» **ACTIONS REQUISES**
**A)** Résumez l'extrait source en deux phrases.
**B)** D'après l'extrait source, sur quel site gouvernemental plusieurs habitants conseillent-ils de multiplier les signalements ?
**C)** Reproduisez fidèlement le passage de l'extrait source qui va de « Réveiller le Palais » jusqu'à « résume une habitante. ».

» **EXTRAIT SOURCE**
--*--

Réveiller le Palais Rohan
Plusieurs habitants rappellent l’importance de multiplier les signalements via le site gouvernemental masecurite.interieur.gouv.fr. Photos, vidéos, horaires précis : tout est bon à prendre pour constituer une base solide face aux autorités. Mais là encore, l’effet reste limité. « On a beau signaler, rien ne bouge », résume une habitante.
L’indignation est largement partagée. Quelques habitants appellent à une mobilisation plus forte : pétitions, lettres au procureur, vidéos virales postées sur X. D’autres envisagent des actions plus musclées, comme une descente collective pour faire barrage.. « Une copine leur a jeté des pommes sur la tête », – confie Anaïs* sur Facebook. « Ne gaspillez pas la nourriture, jetez des cailloux » lui suggère Yvan*.
Des voix plus raisonnables appellent à ne pas « entrer en guerre » dont l'issue reste plus qu'incertaine. Une prudence salutaire, d’autant que la chronique nationale déferle de plus en plus de faits divers : le 6 avril, dans le Val-d’Oise, un agriculteur a été placé en garde à vue après avoir percuté un jeune qui faisant un rodéo dans son champ. Le samedi 3 mai, à Gauriaguet, en Gironde, un conseiller municipal a été violemment agressé alors qu’il tentait de mettre fin à un rodéo urbain impliquant notamment des mineurs de 15 et 17 ans.

--*--

» **LES DONNÉES**
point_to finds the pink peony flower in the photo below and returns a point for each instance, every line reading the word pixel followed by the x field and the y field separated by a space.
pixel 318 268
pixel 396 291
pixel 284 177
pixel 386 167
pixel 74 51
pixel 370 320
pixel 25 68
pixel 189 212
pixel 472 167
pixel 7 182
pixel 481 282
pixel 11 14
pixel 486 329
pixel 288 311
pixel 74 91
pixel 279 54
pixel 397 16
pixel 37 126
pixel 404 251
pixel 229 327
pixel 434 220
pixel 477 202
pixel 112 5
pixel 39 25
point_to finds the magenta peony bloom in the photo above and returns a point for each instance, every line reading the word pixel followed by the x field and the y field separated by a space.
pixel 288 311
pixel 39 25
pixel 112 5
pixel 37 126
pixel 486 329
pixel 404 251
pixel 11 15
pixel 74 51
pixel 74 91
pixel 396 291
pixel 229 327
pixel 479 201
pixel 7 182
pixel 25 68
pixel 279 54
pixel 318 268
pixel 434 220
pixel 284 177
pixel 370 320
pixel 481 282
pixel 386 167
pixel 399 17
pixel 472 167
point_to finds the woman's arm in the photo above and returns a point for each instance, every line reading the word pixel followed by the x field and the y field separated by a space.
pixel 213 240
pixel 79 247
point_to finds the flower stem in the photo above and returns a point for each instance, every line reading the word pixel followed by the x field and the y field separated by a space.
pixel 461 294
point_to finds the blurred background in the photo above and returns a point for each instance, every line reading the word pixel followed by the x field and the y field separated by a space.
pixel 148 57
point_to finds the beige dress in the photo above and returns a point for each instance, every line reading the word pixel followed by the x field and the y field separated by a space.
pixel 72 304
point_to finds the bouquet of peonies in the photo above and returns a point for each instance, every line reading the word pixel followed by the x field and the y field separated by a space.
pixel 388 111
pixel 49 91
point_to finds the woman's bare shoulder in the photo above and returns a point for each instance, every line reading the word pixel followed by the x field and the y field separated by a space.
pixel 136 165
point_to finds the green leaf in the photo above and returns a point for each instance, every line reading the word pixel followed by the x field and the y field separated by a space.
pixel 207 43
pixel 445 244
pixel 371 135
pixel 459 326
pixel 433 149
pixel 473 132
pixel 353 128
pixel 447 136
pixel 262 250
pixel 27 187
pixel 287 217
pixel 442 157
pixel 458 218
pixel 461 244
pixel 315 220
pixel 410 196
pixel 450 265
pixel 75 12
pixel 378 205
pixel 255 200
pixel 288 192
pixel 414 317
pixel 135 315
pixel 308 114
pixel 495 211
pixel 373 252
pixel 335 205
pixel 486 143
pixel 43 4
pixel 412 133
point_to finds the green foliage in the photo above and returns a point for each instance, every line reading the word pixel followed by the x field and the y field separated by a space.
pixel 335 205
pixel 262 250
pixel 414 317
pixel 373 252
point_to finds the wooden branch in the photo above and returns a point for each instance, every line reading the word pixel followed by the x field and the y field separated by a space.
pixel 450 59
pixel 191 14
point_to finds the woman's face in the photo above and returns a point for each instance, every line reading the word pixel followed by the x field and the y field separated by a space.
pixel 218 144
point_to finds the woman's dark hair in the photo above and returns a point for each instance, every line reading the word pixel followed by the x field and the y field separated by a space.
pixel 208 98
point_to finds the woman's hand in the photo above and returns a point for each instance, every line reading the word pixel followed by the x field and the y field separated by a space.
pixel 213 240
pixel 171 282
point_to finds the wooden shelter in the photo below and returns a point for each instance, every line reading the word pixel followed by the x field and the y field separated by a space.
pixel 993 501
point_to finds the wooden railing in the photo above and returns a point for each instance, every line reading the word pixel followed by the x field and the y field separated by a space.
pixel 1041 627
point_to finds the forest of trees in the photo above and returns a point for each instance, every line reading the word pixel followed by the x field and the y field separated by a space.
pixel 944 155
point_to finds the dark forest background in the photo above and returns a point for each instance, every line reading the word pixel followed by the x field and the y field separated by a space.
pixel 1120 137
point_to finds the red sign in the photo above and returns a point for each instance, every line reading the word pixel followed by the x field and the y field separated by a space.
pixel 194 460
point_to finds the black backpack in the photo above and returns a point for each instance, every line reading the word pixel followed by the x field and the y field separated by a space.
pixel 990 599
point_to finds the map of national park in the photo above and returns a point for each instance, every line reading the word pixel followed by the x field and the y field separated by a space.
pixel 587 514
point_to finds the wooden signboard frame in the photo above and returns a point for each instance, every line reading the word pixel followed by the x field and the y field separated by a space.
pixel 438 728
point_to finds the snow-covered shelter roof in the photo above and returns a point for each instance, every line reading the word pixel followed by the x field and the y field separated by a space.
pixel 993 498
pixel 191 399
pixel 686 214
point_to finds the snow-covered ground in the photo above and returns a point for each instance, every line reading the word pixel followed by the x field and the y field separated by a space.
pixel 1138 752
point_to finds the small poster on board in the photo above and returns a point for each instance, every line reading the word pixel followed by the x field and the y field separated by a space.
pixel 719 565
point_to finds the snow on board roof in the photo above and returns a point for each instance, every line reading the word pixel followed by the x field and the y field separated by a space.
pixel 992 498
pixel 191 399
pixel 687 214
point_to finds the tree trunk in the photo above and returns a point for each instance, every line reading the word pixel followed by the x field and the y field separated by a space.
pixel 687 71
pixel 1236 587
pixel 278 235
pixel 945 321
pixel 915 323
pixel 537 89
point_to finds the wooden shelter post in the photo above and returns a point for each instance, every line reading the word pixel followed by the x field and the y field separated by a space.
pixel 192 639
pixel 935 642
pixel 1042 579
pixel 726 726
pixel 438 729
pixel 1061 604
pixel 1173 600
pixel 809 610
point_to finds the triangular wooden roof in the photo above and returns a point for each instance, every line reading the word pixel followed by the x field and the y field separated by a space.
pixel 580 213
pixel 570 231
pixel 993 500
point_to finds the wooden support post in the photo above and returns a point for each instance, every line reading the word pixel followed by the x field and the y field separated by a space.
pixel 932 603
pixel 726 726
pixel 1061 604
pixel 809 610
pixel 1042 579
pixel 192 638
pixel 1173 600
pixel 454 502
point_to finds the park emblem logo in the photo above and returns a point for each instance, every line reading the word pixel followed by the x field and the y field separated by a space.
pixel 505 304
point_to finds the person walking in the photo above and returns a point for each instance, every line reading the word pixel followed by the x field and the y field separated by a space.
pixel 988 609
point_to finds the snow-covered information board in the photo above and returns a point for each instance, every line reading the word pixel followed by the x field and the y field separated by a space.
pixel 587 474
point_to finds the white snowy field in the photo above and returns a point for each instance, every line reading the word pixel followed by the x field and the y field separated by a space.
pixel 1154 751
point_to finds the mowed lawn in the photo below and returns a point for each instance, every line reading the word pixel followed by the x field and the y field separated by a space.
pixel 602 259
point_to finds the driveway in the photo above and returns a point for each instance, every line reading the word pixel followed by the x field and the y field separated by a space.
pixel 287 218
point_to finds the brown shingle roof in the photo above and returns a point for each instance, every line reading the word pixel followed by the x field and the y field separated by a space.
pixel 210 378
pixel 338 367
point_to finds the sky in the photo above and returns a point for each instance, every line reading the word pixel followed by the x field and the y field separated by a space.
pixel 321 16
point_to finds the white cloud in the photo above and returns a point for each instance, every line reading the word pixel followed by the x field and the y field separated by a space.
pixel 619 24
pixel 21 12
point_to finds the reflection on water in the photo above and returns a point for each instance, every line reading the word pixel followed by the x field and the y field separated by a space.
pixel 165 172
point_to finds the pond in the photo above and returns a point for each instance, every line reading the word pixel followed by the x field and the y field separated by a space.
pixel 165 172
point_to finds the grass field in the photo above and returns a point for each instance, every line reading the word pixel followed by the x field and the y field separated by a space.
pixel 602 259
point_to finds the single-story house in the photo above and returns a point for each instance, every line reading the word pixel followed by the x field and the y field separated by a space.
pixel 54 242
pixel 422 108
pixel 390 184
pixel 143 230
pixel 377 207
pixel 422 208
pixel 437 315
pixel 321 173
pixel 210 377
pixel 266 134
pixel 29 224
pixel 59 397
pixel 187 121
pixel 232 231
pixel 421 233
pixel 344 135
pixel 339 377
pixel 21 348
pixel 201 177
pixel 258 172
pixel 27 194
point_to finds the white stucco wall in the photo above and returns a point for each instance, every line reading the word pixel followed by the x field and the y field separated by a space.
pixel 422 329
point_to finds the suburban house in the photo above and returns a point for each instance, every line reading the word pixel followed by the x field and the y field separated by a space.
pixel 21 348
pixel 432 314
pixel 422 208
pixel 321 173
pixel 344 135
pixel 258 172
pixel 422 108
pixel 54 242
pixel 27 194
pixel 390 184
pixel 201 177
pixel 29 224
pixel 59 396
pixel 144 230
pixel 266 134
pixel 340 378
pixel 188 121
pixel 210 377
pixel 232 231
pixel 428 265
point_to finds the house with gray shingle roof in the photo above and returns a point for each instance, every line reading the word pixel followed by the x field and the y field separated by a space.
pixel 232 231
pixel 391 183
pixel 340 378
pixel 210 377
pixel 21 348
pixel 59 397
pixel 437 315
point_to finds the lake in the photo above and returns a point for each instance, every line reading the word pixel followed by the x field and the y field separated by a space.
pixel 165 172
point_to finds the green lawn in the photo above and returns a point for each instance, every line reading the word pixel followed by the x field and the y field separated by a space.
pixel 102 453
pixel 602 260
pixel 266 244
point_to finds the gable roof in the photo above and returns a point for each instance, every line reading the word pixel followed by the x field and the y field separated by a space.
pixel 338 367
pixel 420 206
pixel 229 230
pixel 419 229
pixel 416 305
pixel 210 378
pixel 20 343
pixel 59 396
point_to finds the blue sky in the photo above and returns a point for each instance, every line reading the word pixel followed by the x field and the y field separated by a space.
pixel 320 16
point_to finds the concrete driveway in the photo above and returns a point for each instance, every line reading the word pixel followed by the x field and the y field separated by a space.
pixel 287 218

--*--

» **RÉSULTATS ATTENDUS**
**A)** Des habitants encouragent les signalements sur le site masecurite.interieur.gouv.fr, mais l'effet reste limité, et certains appellent à une mobilisation plus forte, voire à des actions plus musclées. D'autres voix appellent à ne pas « entrer en guerre », alors que les faits divers se multiplient à l'échelle nationale, comme l'agression d'un conseiller municipal à Gauriaguet le 3 mai.

**B)** Sur le site masecurite.interieur.gouv.fr.

**C)**
Réveiller le Palais Rohan
Plusieurs habitants rappellent l’importance de multiplier les signalements via le site gouvernemental masecurite.interieur.gouv.fr. Photos, vidéos, horaires précis : tout est bon à prendre pour constituer une base solide face aux autorités. Mais là encore, l’effet reste limité. « On a beau signaler, rien ne bouge », résume une habitante.